§ **Exercise requirements**
Please output the full listing, character for character.

§ **Given data**
□ □ □ □

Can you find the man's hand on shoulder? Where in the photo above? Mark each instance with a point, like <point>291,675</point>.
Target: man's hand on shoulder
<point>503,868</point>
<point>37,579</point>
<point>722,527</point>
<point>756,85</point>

□ □ □ □

§ **Worked solution**
Can you find the man's hand on shoulder? Where in the photo above? Mark each instance with a point, like <point>291,675</point>.
Target: man's hand on shoulder
<point>503,868</point>
<point>37,579</point>
<point>722,527</point>
<point>756,85</point>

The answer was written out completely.